§ **SHORT TASK**: Which lines below contain the word "every"? Show each of those lines in full.

§ **ENTRIES SHOWN**:
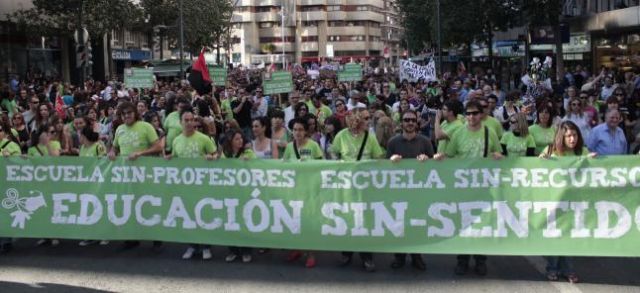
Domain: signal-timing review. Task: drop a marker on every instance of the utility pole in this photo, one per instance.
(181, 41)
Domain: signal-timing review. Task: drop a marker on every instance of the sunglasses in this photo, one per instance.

---

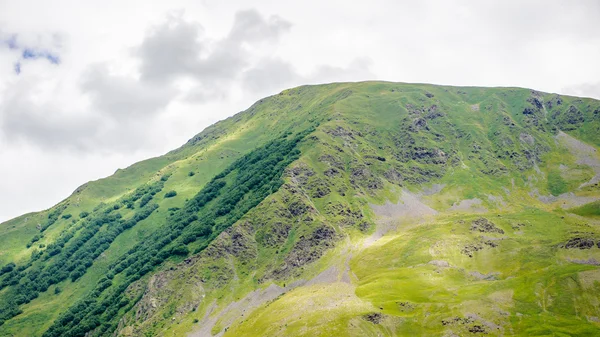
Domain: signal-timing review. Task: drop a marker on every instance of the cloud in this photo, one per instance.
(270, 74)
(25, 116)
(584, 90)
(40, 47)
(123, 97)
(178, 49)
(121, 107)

§ **TASK ANSWER**:
Domain: signal-timing review. Task: drop a marker on every instance of the utility pole in this photo, one per instance.
Domain: signal-timing review. Task: drop a marker on every instance of the sunglasses in this photo, one per instance.
Domain: signal-timing review. Task: drop a marker on every instance of the cloud in this photo, one per instance.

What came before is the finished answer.